**Votre tâche:** Dans la chronique ci-dessous, relevez toutes les solutions dont l'auteur annonce parler dans les prochaines lignes.

Avouons-le, l’évolution de la situation sanitaire et les nouvelles des derniers jours ne sont pas très réjouissantes. Le variant Omicron se propage à une vitesse fulgurante, gagnant du terrain chaque jour, ébranlant une fois de plus notre quotidien et mettant à rude épreuve non seulement notre réseau de la santé mais également nos nerfs et surtout notre patience.

Étant d’une nature positive, je ne vais surtout pas me laisser abattre…j’ai donc choisi de vous présenter une chronique de bonnes nouvelles!

C’est pourquoi au cours des prochaines lignes, je vous entretiendrai brièvement de solutions : solution des litiges, résolution des différends et règlement des conflits auxquels, tôt ou tard, toute copropriété est confrontée.

**Données fournies:**
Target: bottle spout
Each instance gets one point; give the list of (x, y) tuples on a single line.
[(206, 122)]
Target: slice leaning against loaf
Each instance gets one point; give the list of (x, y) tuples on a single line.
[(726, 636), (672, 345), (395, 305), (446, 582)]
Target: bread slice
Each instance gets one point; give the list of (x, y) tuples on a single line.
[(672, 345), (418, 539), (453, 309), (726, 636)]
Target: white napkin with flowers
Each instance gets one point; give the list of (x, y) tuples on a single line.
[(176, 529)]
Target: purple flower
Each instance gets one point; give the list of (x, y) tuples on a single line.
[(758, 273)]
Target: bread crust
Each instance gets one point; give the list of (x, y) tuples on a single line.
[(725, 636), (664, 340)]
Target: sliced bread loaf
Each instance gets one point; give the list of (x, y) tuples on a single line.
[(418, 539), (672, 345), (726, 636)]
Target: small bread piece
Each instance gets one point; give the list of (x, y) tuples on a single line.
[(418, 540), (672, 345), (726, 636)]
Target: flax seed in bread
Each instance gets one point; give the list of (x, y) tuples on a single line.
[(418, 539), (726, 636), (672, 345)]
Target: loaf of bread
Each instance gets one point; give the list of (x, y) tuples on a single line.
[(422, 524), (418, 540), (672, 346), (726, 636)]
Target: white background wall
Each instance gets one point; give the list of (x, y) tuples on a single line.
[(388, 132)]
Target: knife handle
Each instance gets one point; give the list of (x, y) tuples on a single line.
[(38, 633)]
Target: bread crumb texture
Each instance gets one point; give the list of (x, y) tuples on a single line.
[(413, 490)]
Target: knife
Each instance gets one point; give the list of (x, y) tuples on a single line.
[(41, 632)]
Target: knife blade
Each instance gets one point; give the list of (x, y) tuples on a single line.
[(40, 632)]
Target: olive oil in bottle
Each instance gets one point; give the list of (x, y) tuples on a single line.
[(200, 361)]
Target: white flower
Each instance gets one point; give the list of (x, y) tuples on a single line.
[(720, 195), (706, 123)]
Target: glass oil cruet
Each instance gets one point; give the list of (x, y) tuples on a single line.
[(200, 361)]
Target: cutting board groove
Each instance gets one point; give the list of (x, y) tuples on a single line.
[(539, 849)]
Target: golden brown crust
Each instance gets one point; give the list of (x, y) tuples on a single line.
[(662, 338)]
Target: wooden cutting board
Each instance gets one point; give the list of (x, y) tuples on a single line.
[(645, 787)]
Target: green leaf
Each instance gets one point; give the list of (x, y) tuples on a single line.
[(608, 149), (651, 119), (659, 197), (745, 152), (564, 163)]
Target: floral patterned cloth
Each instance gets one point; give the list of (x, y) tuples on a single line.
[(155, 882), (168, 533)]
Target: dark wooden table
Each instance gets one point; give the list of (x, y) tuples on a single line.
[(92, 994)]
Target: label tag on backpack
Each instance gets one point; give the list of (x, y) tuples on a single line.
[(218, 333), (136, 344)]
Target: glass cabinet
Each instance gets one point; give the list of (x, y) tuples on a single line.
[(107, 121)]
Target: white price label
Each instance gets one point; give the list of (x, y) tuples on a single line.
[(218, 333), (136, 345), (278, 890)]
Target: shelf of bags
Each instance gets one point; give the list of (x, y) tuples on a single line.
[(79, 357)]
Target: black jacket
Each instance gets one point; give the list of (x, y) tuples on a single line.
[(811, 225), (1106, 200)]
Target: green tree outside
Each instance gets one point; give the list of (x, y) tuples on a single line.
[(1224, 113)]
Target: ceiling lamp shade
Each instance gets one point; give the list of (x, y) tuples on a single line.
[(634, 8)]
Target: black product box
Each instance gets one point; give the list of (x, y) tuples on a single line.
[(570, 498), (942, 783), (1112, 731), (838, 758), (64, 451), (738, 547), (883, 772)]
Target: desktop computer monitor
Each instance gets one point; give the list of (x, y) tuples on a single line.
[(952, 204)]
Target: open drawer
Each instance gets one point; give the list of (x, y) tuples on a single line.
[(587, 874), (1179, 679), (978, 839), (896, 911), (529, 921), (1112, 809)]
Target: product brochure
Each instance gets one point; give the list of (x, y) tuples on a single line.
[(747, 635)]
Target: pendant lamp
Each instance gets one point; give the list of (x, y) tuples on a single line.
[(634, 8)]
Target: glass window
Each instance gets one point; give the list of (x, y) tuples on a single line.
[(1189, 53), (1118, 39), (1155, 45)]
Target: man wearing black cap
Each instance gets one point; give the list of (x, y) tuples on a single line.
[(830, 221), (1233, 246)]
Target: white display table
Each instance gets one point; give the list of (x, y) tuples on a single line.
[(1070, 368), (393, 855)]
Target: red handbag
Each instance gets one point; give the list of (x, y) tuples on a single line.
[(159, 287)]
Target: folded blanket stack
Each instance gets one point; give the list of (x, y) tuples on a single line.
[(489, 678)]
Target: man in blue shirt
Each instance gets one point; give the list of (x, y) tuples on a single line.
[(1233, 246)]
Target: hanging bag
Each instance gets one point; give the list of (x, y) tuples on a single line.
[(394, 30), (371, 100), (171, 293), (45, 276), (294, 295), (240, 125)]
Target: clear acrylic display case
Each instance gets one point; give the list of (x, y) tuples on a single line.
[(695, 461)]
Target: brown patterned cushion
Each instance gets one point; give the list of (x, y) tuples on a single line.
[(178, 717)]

**Réponse rédigée:**
- la solution des litiges
- la résolution des différends
- le règlement des conflits